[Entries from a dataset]
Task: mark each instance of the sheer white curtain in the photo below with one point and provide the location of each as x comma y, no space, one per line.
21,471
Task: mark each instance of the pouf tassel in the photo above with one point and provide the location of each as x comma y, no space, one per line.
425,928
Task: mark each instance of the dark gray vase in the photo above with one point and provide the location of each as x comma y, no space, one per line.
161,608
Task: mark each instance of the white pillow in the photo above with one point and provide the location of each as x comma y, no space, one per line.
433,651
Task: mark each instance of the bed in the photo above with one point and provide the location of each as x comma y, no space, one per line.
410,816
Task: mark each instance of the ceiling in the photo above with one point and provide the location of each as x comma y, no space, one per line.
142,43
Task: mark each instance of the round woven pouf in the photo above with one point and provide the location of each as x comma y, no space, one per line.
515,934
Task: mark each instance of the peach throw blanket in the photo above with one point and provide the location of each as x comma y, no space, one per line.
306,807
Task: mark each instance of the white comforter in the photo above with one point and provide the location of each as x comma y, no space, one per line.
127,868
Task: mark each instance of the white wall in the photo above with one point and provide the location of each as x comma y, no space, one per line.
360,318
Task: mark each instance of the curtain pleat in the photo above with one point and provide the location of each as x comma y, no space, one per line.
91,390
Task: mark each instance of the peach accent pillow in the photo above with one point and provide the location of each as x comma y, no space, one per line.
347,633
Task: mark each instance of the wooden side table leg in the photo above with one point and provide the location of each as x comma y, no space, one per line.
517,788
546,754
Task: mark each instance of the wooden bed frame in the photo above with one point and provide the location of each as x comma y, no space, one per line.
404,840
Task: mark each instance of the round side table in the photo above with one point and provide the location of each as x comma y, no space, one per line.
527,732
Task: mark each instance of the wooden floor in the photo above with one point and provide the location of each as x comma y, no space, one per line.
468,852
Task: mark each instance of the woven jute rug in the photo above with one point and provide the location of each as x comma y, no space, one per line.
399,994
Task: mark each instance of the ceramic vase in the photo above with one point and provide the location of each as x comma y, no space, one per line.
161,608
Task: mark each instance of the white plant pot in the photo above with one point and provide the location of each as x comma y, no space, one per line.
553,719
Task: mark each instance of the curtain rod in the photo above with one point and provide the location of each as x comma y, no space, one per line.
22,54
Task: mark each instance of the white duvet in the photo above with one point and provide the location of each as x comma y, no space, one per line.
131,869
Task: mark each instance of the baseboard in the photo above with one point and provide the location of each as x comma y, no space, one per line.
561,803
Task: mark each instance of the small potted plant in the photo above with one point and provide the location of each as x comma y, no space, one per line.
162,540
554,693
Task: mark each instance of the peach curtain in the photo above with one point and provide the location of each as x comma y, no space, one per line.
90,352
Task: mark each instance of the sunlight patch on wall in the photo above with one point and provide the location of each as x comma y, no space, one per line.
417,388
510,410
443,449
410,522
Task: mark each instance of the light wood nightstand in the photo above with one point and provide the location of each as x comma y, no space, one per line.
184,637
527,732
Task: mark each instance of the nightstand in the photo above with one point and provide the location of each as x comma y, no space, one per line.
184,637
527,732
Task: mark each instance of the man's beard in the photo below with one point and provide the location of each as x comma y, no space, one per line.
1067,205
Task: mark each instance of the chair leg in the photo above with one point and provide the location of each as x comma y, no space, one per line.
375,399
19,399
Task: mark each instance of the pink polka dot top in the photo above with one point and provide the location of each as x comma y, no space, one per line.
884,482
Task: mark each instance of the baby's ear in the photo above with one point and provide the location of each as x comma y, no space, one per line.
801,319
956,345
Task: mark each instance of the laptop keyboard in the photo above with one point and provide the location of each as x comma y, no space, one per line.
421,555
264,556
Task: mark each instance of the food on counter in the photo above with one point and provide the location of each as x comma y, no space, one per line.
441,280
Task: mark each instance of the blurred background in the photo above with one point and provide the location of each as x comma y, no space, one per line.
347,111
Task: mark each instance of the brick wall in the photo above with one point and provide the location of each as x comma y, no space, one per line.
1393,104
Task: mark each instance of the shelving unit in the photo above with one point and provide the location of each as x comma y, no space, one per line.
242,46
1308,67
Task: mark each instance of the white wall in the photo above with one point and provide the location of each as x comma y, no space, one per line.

## What to produce
Put all the lines of the records above into a numbered list, omitting any blank lines.

## Solution to this task
1. Task: mark each instance of the sheer white curtain in the photo below with one point and provide the location of each as x comma y, no space, one per line.
2. 21,471
3. Task: mark each instance of the pouf tassel in the photo above with one point and provide the location of each as x comma y, no space, one per line.
4. 425,928
5. Task: mark each instance of the dark gray vase in the photo above with one point and provide the location of each as x comma y, no space, one per line.
6. 161,608
7. Task: mark each instance of the white pillow in the photo above with one point and provide the location of each as x comma y, no space, one per line.
8. 433,651
9. Task: mark each instance of the bed in the photo above with one point and provide the location of each as x comma y, no space, one per line.
10. 410,816
11. Task: mark each instance of the ceiling in the photo above with one point and provide the location of each as x comma y, no space, one per line.
12. 142,43
13. Task: mark each instance of the round woven pouf in the photo above with one point and provide the location of each as x comma y, no space, one per line.
14. 515,934
15. Task: mark each instance of the peach throw blanket in the photo above with one point and provide the location of each as x comma y, no space, one per line.
16. 306,807
17. Task: mark each instance of the white comforter in the photo above with one point and provide the location of each as x comma y, no space, one per line.
18. 127,868
19. Task: mark each instance of the white wall in the photo above with one point and provide the location of each as x comma y, no space, one per line.
20. 360,318
21. Task: mark each instance of the curtain pleat in the photo above with one point and provide the location of each as x comma y, no space, one per line.
22. 91,390
23. Task: mark each instance of the peach accent pillow in the photo above with one point and provide the location of each as x comma y, no space, one per line.
24. 347,633
25. Task: mark each instance of the wooden side table leg in the photo above with one point and provide the location of each as x comma y, no space, one per line.
26. 517,788
27. 546,754
28. Task: mark each instance of the wooden bed frame in the photo above with one point and provide the location of each as x comma y, no space, one per line.
29. 404,840
30. Task: mark each instance of the round side table in the photo above with one point and provide the location of each as x comma y, no space, one per line.
31. 527,732
32. Task: mark each instance of the wooden floor in the photo above with one point and provide the location of each as x comma y, no space, one per line.
33. 468,852
34. Task: mark each instance of the woven jute rug in the photo above with one point and provide the location of each as x comma y, no space, one per line.
35. 399,994
36. Task: mark each instance of the ceramic vase in the photo above with one point and provide the location of each as x comma y, no space, one per line.
37. 161,608
38. Task: mark each instance of the white plant pot in the photo above with one point and provide the location of each as x comma y, no space, one per line.
39. 553,719
40. Task: mark each instance of the curtain rod in the photo above with one point and provide the location of each as x comma y, no space, one per line.
41. 22,54
42. Task: mark each instance of the white duvet in the photo above with one point and provide the location of each as x comma y, no space, one per line.
43. 131,869
44. Task: mark each instance of the baseboard in the photo above with one point and provide the location of each as x comma y, no space, one per line.
45. 561,803
46. Task: mark each instance of the small potted plant in the photo above with one point and provide the location of each as x comma y, no space, one per line.
47. 162,540
48. 554,693
49. Task: mark each instance of the peach curtain in the photo above with one point and provide the location of each as x comma y, no space, one per line.
50. 90,352
51. Task: mark each instance of the sunlight patch on wall in the photo above with one point and provide the location of each as x comma y, no space, one per line.
52. 417,388
53. 510,410
54. 443,449
55. 410,522
56. Task: mark each instance of the light wood nightstand in the photo above with one point and provide the location of each as x comma y, no space, one per line.
57. 184,637
58. 527,732
59. Task: mark each instance of the nightstand in the photo above with one point and provide the location of each as x comma y, no space, one per line.
60. 184,637
61. 527,732
62. Task: mark each instance of the man's beard in the photo below with one point and provide the location of each as x comma y, no space, one per line.
63. 1067,205
64. Task: mark each instance of the chair leg in the photo above with one point and provide the location of each as x comma y, no space, one per line.
65. 375,399
66. 19,399
67. Task: mark each instance of the pink polka dot top in the photo above with one point and provide the location of each as x comma y, no space, one per line.
68. 884,482
69. Task: mark each instance of the baby's ear in the photo above with one point and provide the location of each as x comma y, no space, one per line.
70. 801,319
71. 956,345
72. Task: mark each instance of the laptop keyboard in the photo above with one point and provide the location of each as x comma y, no space, one per line.
73. 421,555
74. 264,556
75. Task: mark each instance of the food on counter in the photo above with one point and provide the location of each as x comma y, no space, one per line.
76. 441,280
77. Task: mark each instance of the blurred background in the photo above with one point and provide the location of each as x comma y, no space, one per line.
78. 347,111
79. Task: mark each instance of the brick wall in the photo above with one point and provide the location of each as x comma y, no space, one per line.
80. 1393,104
81. Task: mark each instance of the shelving unit in the photo above with one point and provide the location of each as x comma y, no space, one per line.
82. 242,46
83. 1308,67
84. Task: mark each instance of the white wall in the photo above with one point and provide the location of each as x comma y, no space, one per line.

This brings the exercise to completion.